- _Задания_:
1) Какого числа и в каком году Черчилль стал премьер-министром, согласно интервью?
2) Отредактируйте интервью: перепишите всё от слов "Мы находимся в" и до слов "для некой миссии.", поставив "британской столице" вместо "Лондоне".

- _Фрагмент интервью_:
____

Мы находимся в Лондоне и беседуем с внучкой Уинстона Черчилля, Селией Сандс. Мы много слышали о Черчилле как о политике, но сегодня мы немного поговорим с Селией о Черчилле как о человеке. Селия, спасибо, что согласились побеседовать с RT. Мы сейчас отмечаем 65-летие окончания боевых действий в Европе. Расскажите немного о том, какие умонастроения владели Черчиллем в ту пору?
СЕЛИЯ САНДС, внучка Уинстона Черчилля: Этот момент, несомненно, стал кульминацией того, в чем он видел смысл всей своей жизни. У него с юности было ощущение, что он рожден для определенной цели, для некой миссии.
Когда 10 мая 1940 года он стал премьер-министром, он сказал: «У меня было такое ощущение, что сама судьба вела меня за руку и что вся моя предшествующая жизнь была лишь подготовкой к этому часу, к этому испытанию». Так что в тот момент, пятью годами позже, наступила кульминация этого испытания.

____

- _Исходные записи_:
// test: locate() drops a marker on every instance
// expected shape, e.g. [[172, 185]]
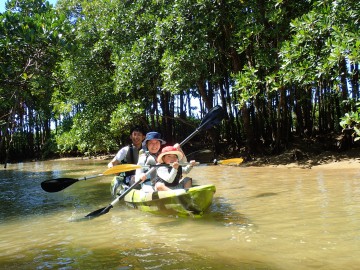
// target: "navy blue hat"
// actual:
[[153, 135]]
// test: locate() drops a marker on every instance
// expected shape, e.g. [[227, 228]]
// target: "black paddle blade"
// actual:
[[55, 185], [99, 212], [213, 117]]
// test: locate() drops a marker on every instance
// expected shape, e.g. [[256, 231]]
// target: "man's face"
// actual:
[[137, 137]]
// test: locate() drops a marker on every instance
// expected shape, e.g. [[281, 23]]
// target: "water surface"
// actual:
[[261, 218]]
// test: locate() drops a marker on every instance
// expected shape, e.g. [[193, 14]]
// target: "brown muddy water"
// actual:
[[261, 218]]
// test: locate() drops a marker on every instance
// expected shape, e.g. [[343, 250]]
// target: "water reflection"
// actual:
[[261, 218]]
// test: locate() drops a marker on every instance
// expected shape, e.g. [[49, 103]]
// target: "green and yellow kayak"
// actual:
[[181, 202]]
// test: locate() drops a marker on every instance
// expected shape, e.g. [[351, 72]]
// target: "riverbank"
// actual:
[[349, 159]]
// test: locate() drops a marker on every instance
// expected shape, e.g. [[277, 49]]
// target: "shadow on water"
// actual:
[[21, 194]]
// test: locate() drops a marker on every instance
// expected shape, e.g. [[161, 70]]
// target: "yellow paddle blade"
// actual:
[[121, 168], [231, 161]]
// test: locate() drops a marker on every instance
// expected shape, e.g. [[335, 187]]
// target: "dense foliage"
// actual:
[[76, 77]]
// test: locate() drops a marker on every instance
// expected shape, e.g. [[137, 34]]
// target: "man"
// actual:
[[128, 154]]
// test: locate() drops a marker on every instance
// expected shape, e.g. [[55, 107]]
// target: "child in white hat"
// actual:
[[171, 177]]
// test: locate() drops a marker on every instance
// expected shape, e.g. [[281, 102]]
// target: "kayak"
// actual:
[[181, 202]]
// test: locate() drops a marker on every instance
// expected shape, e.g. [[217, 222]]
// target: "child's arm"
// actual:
[[165, 175]]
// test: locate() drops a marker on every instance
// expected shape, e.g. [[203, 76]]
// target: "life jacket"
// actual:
[[132, 157], [176, 180], [153, 174]]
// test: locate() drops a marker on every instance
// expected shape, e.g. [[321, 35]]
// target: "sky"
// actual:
[[2, 4]]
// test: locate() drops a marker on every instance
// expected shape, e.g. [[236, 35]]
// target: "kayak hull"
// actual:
[[180, 202]]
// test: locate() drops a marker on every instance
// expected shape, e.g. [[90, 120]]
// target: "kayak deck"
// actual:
[[181, 202]]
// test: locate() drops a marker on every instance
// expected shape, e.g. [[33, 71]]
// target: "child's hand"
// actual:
[[143, 177], [175, 165]]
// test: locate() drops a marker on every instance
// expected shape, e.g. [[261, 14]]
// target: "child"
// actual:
[[171, 177]]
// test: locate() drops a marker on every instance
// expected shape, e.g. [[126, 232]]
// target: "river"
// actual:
[[261, 218]]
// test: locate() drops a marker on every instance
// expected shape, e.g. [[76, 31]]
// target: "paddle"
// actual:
[[213, 117], [131, 167], [58, 184]]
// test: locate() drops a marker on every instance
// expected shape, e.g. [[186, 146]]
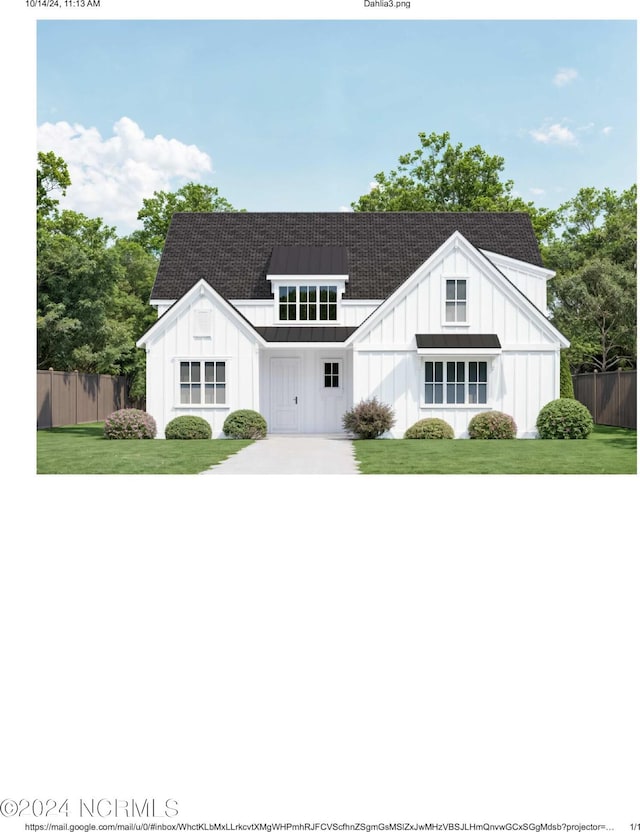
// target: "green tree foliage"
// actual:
[[441, 176], [52, 175], [566, 382], [593, 297], [92, 288], [76, 278], [156, 212], [595, 307]]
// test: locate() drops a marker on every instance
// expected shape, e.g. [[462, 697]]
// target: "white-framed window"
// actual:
[[202, 382], [331, 374], [455, 300], [202, 323], [455, 382], [308, 302]]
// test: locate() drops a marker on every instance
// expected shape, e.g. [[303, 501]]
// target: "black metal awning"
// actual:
[[305, 334], [458, 341]]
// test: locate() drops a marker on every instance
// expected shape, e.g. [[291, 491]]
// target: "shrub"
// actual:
[[566, 382], [130, 424], [430, 429], [245, 424], [188, 427], [369, 419], [492, 425], [564, 419]]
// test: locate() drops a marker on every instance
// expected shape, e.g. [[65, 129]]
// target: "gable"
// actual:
[[201, 313], [233, 251], [495, 305]]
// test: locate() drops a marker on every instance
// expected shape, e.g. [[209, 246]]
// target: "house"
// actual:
[[302, 315]]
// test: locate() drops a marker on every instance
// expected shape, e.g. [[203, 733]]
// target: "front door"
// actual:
[[285, 407]]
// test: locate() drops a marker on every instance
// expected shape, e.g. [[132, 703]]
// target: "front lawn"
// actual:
[[82, 449], [607, 451]]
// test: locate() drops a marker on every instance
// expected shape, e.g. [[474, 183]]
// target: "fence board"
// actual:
[[610, 397], [75, 398]]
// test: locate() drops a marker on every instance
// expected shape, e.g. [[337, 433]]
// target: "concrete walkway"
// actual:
[[291, 455]]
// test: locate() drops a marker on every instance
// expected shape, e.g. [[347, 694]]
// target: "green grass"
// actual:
[[82, 449], [606, 451]]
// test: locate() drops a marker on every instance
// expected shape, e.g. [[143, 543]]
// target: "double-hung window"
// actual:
[[455, 382], [308, 303], [455, 304], [203, 382]]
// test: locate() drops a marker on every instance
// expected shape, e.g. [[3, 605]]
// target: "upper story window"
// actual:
[[308, 283], [308, 303], [203, 382], [455, 304]]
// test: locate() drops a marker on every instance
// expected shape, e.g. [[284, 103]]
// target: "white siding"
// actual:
[[177, 342], [319, 410], [490, 310], [519, 383]]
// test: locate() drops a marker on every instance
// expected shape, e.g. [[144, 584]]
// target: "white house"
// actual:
[[302, 315]]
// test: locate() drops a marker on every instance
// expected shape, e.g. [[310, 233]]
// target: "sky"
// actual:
[[299, 115], [370, 650]]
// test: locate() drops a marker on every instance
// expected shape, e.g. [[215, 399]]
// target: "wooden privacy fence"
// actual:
[[73, 398], [611, 397]]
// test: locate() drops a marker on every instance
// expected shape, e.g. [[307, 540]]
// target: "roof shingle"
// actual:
[[233, 251]]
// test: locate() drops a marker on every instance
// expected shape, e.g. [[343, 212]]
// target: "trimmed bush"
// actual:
[[564, 419], [369, 419], [188, 427], [430, 429], [566, 382], [130, 424], [245, 424], [492, 425]]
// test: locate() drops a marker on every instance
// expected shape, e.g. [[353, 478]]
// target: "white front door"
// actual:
[[285, 395]]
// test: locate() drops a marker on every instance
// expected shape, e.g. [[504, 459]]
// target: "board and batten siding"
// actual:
[[264, 313], [421, 309], [226, 341], [521, 379], [320, 410]]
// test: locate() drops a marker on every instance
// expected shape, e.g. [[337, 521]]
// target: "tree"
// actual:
[[156, 212], [441, 176], [52, 175], [76, 276], [593, 295], [595, 307], [131, 308]]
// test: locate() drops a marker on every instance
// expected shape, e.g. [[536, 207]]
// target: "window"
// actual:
[[202, 323], [455, 305], [308, 303], [287, 296], [455, 382], [331, 374], [203, 382]]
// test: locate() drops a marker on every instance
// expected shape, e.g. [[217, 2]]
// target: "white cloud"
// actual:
[[564, 76], [553, 134], [110, 177]]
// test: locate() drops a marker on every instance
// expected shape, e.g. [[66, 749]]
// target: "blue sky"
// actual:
[[291, 115]]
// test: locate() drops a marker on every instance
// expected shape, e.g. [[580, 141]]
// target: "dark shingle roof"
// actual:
[[458, 341], [232, 251]]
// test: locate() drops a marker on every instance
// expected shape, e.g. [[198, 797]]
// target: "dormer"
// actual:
[[308, 283]]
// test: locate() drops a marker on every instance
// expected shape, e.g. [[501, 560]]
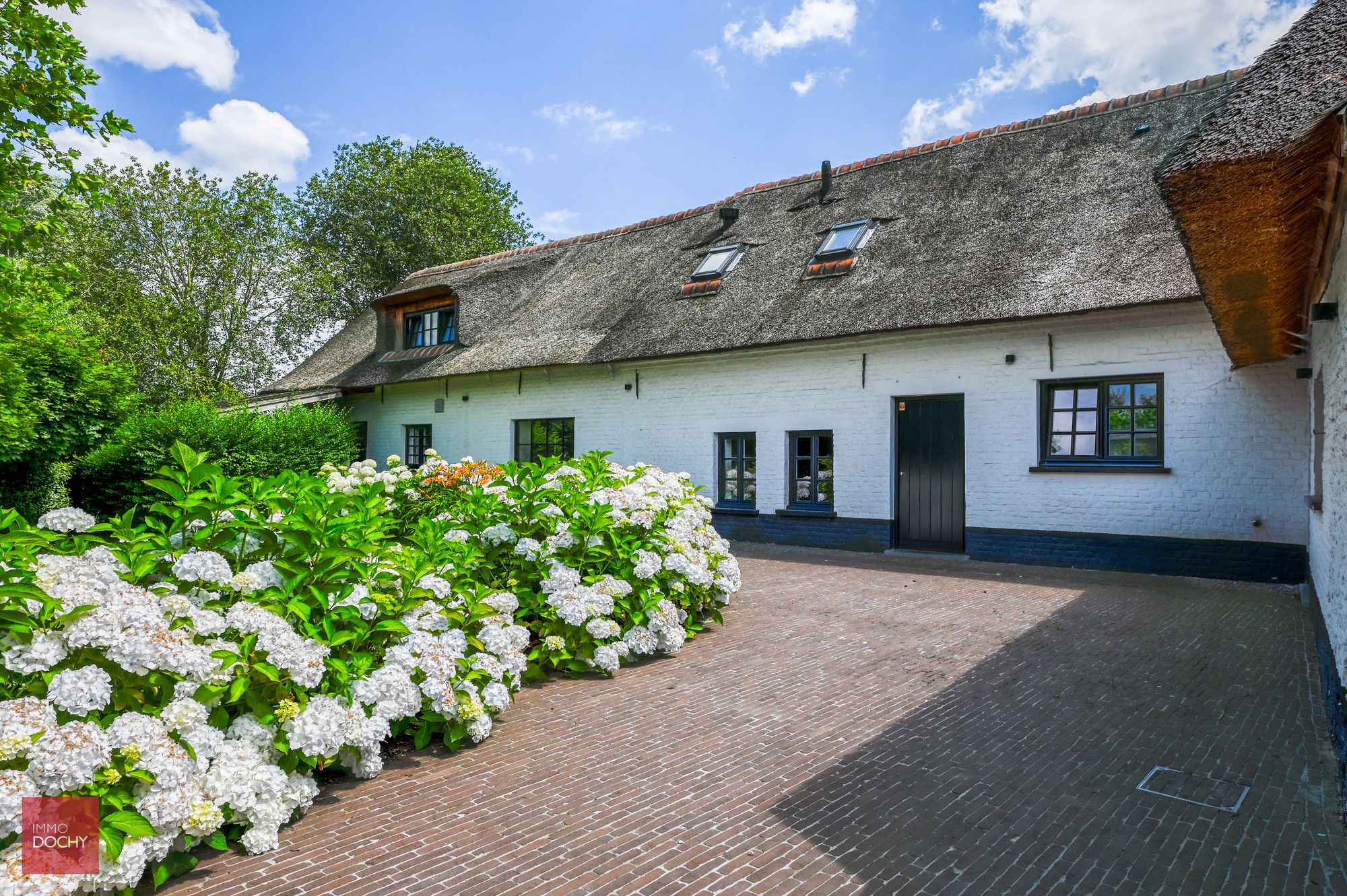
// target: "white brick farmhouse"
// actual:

____

- _Ответы к заданиям_:
1) 10 мая 1940 года.

2)
Мы находимся в британской столице и беседуем с внучкой Уинстона Черчилля, Селией Сандс. Мы много слышали о Черчилле как о политике, но сегодня мы немного поговорим с Селией о Черчилле как о человеке. Селия, спасибо, что согласились побеседовать с RT. Мы сейчас отмечаем 65-летие окончания боевых действий в Европе. Расскажите немного о том, какие умонастроения владели Черчиллем в ту пору?
СЕЛИЯ САНДС, внучка Уинстона Черчилля: Этот момент, несомненно, стал кульминацией того, в чем он видел смысл всей своей жизни. У него с юности было ощущение, что он рожден для определенной цели, для некой миссии.